SUPPLIED PASSAGE:
Funding model and financial rules in practice

Even though the page headline talks about up to £30 million for Discovery across challenges, the individual project-level ceiling is the operationally important number: up to £200,000 requested per Discovery project (excluding VAT). Your requested amount must match a realistic Discovery scope, not a Phase I to Phase III fantasy budget.

Two other practical budget points from the competition are frequently missed:

  1. Mandatory private contribution rule: standard Discovery projects require at least 10% private contribution by default.
  2. First Discovery exemption nuance: this minimum may not apply if the Discovery is only for developing an Innovation Charter.

That means every budget should answer three questions:

  • What exactly are you purchasing or building in Discovery?
  • What are minimum costs needed to produce measurable outputs in five months?
  • Which cost items are eligible, and where does the match contribution come from?

If your budget is not internally coherent, reviewers may not get to your technical strengths.

The open page also notes that matched contributions above the minimum can improve value-for-money perception. This is a reviewer signal, not a guarantee of funding, but teams with stronger private leverage and clear cost discipline tend to profile better against value for money.

How the four-phase structure affects your strategy

The four-phase progression is central to the competition strategy:

  • Discovery: short, focused phase to define the problem, prove concept plausibility, and produce outputs.
  • Alpha: testing and risk reduction after Discovery success and invitation.
  • Beta: larger demonstration, scale and deployment preparation.
  • Deployment: integration into normal operations and broader adoption.

Because Discovery is an invitation-style early filter, your proposal should be written as the first checkpoint of a longer journey, not as a final implementation plan.

Photo object pointing records:

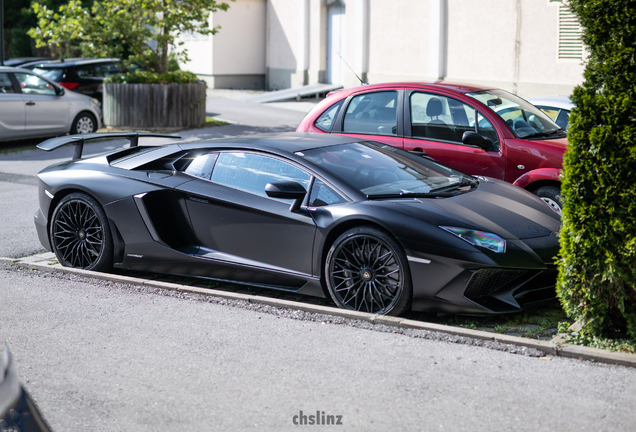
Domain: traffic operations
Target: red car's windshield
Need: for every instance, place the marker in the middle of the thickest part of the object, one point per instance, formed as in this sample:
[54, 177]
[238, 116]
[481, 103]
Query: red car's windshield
[524, 119]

GIVEN TASK A:
According to the funding text, what is the most that can be requested for a single Discovery project?
GIVEN TASK B:
Resume the funding competition text, picking up after its last sentence.

RESPONSE A:
Up to £200,000, excluding VAT.

RESPONSE B:
Your proposal should explicitly describe:

  • Why this challenge area is the right track.
  • What proof will exist at Discovery close.
  • How lessons can carry into Alpha and eventually scaling.
  • How your project can transition from development to measurable impact.

The competition page states that applicants enter this process with awareness that implementation of successful solutions can still face competitive procurement. In practice, this means a good Discovery should prepare you for both technical validation and future commercial transition.

Application process and required materials

The official competition is hosted in the Innovation Funding Service (IFS), and the application workflow is form-based with structured evidence requirements.

Key things you should prepare before the 24 June deadline:

  1. Challenge selection: pick the correct one early; applications cannot be moved between challenges.
  2. Partnership map: lead + invited Project Partners must be added in IFS with agreed roles.
  3. Problem statement and outputs: include user problem, value pathway, and expected outputs by Discovery end.
  4. Project timeline: date constraints are strict; start must be first of month, and complete within a five-month window.
  5. Video: a short unlisted YouTube video is required; missing it is an eligibility risk.
  6. Project Management Template (PMT): required in the full application section and includes planning, cost and risk worksheets.
  7. Cost breakdown by partner: each partner should present a defensible share and contribution logic.

The service also asks for additional sections around TR&I, animal welfare (where applicable), export controls, and strategic alignment to the innovation challenge.

If you are invited to apply again after previous cycles, the guidance distinguishes resubmission conditions and asks for evidence of material changes. That is relevant for teams with prior SIF applications; a re-application should not be a copy/paste.

Preparation checklist before drafting

Use the first 3–4 weeks after launch to complete the following:

  • Build a one-page challenge fit statement against the selected Innovation Challenge.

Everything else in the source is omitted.